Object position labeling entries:
-- START --

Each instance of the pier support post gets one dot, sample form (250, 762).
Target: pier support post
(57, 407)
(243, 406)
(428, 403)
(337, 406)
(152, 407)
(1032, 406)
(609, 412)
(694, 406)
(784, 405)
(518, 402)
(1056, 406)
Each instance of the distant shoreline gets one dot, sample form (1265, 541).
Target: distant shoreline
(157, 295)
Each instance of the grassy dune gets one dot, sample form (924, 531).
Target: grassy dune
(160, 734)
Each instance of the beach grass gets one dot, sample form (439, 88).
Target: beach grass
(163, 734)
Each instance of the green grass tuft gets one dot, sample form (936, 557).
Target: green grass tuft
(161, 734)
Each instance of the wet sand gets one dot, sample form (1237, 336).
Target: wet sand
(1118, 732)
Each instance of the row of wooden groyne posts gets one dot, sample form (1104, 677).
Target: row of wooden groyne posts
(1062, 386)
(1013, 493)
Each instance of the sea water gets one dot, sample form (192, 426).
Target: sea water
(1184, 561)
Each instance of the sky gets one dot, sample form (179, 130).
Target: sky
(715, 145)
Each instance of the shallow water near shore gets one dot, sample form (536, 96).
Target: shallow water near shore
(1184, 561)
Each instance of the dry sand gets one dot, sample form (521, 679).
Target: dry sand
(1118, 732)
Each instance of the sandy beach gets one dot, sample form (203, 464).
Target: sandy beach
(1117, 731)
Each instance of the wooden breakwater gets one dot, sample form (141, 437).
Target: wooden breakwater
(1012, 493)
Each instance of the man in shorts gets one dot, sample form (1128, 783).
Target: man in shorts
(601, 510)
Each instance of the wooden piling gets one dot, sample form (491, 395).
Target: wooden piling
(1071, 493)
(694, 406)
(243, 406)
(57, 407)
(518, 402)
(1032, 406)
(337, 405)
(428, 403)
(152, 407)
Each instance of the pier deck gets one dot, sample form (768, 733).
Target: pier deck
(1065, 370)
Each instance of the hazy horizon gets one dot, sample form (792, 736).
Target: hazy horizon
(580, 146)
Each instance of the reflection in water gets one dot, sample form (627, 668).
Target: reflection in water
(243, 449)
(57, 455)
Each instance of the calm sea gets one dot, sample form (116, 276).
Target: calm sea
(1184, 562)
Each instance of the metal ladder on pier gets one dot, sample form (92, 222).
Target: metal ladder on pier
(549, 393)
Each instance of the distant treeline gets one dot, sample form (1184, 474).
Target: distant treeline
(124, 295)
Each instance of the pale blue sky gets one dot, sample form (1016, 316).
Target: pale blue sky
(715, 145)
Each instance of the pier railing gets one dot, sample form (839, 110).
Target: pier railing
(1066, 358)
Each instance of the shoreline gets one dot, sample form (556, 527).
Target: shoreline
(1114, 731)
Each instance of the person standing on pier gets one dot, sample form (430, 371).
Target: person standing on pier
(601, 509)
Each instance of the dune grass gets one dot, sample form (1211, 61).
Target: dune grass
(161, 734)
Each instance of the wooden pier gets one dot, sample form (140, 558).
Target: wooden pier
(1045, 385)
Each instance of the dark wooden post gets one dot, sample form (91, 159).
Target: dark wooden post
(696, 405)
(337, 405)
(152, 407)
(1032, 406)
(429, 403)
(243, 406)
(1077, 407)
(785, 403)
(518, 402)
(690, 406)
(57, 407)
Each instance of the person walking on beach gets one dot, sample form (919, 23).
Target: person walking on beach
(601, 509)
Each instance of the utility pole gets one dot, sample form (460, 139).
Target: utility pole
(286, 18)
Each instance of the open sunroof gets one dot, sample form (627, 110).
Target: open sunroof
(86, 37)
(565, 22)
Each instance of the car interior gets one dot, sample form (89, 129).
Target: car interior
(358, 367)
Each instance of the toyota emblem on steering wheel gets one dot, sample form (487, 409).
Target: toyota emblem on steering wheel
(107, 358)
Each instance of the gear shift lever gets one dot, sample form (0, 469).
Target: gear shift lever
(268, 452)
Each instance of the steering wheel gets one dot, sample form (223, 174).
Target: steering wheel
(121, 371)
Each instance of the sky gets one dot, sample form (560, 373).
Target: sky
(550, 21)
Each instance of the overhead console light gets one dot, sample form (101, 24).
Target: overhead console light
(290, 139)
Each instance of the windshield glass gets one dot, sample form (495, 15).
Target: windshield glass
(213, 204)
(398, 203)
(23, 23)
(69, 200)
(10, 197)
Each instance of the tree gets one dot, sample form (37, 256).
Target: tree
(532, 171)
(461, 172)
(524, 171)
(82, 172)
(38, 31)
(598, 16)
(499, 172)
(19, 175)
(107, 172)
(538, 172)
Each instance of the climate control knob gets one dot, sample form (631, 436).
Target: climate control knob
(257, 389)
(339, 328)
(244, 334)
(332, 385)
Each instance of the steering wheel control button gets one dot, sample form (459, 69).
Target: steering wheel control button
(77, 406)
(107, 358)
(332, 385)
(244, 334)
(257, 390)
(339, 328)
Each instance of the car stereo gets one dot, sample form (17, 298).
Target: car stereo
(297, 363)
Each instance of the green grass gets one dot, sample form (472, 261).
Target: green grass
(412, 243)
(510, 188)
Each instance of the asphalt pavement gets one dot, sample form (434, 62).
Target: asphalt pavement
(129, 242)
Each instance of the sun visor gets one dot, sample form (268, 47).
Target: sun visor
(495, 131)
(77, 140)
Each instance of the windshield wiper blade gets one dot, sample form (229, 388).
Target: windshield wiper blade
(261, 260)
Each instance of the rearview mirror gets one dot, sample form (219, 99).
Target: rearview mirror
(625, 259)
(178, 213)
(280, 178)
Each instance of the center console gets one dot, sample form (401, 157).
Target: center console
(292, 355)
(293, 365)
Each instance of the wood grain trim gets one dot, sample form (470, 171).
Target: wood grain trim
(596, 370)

-- END --

What to produce:
Copy every line of the items above word for word, including each coordinate pair.

Full output:
Each instance of the pier support post gets one dot, sample form (250, 762).
Target: pier support post
(57, 407)
(243, 406)
(428, 403)
(337, 406)
(152, 407)
(1032, 406)
(609, 412)
(694, 406)
(784, 405)
(518, 402)
(1056, 406)
Each instance of the distant shoreline gets one dot, sample form (1265, 541).
Target: distant shoreline
(157, 295)
Each instance of the grassy dune gets one dot, sample form (924, 531).
Target: grassy dune
(160, 734)
Each instance of the beach grass gets one dot, sample form (439, 88).
Target: beach grass
(163, 734)
Each instance of the green grass tuft gets one dot, sample form (936, 557).
Target: green grass tuft
(161, 734)
Each instance of the wet sand gets one dot, sample form (1237, 336).
Target: wet sand
(1118, 732)
Each instance of the row of wooden groyne posts gets one dot, sample form (1104, 677).
Target: row of wooden groyne posts
(1062, 386)
(1013, 493)
Each instance of the sea water gets one dot, sample form (192, 426).
Target: sea water
(1184, 561)
Each instance of the sky gets one dot, sample form (179, 130).
Target: sky
(715, 145)
Each instance of the shallow water near shore gets one dot, sample form (536, 96).
Target: shallow water near shore
(1184, 561)
Each instance of the dry sand gets one dot, sample form (521, 679).
Target: dry sand
(1118, 732)
Each instance of the sandy beach gets one dot, sample form (203, 464).
Target: sandy beach
(1117, 731)
Each instance of the wooden breakwater gets one dot, sample form (141, 437).
Target: wooden breakwater
(1012, 493)
Each instance of the man in shorts gets one dot, sample form (1128, 783).
Target: man in shorts
(601, 510)
Each instance of the wooden piling gets one dot, sample form (491, 395).
Target: wooden piling
(1071, 493)
(694, 406)
(243, 406)
(57, 407)
(518, 402)
(1032, 406)
(337, 405)
(428, 403)
(152, 407)
Each instance of the pier deck gets one dot, sample form (768, 733).
Target: pier deck
(1065, 370)
Each instance of the hazy horizon gets one dot, sample form (792, 736).
Target: hazy horizon
(580, 146)
Each instance of the reflection in water gets one dot, sample form (627, 668).
Target: reflection in water
(243, 449)
(57, 455)
Each instance of the calm sea gets one dot, sample form (116, 276).
Target: calm sea
(1184, 562)
Each instance of the metal ladder on pier gets one dot, sample form (92, 222).
Target: metal ladder on pier
(549, 393)
Each instance of the distant treeline gets one dot, sample form (1184, 474).
Target: distant treeline
(124, 295)
Each instance of the pale blue sky gets one dot, sample form (1016, 316).
Target: pale blue sky
(715, 145)
Each instance of the pier railing gets one dot, sample form (839, 110).
Target: pier railing
(1066, 358)
Each instance of the shoreline gets one dot, sample form (556, 527).
Target: shoreline
(1114, 731)
Each instance of the person standing on pier gets one dot, sample form (430, 371).
Target: person standing on pier
(601, 509)
Each instance of the dune grass gets one dot, sample form (1211, 61).
Target: dune grass
(161, 734)
Each instance of the wooden pier gets one dot, sample form (140, 558).
Target: wooden pier
(1045, 385)
Each instance of the dark wooden post gets one dot, sample form (91, 159).
Target: dark wooden post
(696, 405)
(337, 405)
(152, 407)
(1032, 406)
(429, 403)
(243, 406)
(1077, 407)
(785, 403)
(518, 402)
(690, 406)
(57, 407)
Each instance of the person walking on beach gets one dot, sample form (919, 23).
Target: person walking on beach
(601, 509)
Each instance of the utility pole gets one dot, sample form (460, 139).
Target: utility pole
(286, 18)
Each instance of the open sunroof gets one dot, sample form (627, 110).
Target: open sunroof
(86, 37)
(565, 22)
Each instance of the car interior gets one dot, sample form (89, 129).
Target: car interior
(358, 367)
Each instance of the toyota emblem on steering wheel gets one dot, sample form (487, 409).
Target: toyota emblem on steering wheel
(107, 358)
Each instance of the gear shift lever gets one dot, sample form (0, 469).
Target: gear shift lever
(268, 452)
Each instance of the steering wheel gets one dot, sample form (223, 174).
Target: steering wheel
(121, 371)
Each instance of the sky gets one dot, sample form (560, 373).
Target: sky
(550, 21)
Each instance of the overhead console light gets one dot, sample form (101, 24).
Target: overhead console light
(290, 139)
Each instance of the windshield glass gets one dot, sample form (495, 15).
Target: windshield glass
(213, 204)
(398, 203)
(23, 23)
(69, 200)
(10, 197)
Each instance of the tree gets one dot, sample form (37, 256).
Target: tree
(532, 171)
(461, 172)
(524, 171)
(82, 172)
(38, 31)
(598, 16)
(499, 172)
(19, 175)
(107, 172)
(538, 172)
Each instance of the climate control knob gets one dot, sample form (631, 436).
Target: climate control knob
(257, 389)
(339, 328)
(244, 334)
(332, 385)
Each instance of the steering wheel control button gets one dot, sample form (459, 69).
Target: steering wheel control button
(77, 406)
(107, 358)
(332, 385)
(244, 334)
(257, 390)
(339, 328)
Each instance of the car stereo gets one dot, sample form (17, 298).
Target: car stereo
(297, 363)
Each instance of the green grass gets one dot, sample form (472, 261).
Target: green grass
(412, 243)
(510, 188)
Each instance of the asphalt pavement gets one dot, sample form (434, 62).
Target: asphalt pavement
(129, 242)
Each instance of the sun visor gets one dot, sample form (268, 47).
Target: sun visor
(495, 131)
(77, 140)
Each instance of the windshield wiper blade gets one dot, sample form (229, 388).
Target: windshield wiper blade
(261, 260)
Each instance of the rearview mirror gets one dot, sample form (219, 99).
Target: rearview mirror
(625, 259)
(178, 213)
(280, 178)
Each instance of the center console gets one dot, sample form (401, 157).
Target: center console
(292, 355)
(293, 365)
Each instance of the wood grain trim gets one dot, sample form (470, 171).
Target: wood grain trim
(596, 370)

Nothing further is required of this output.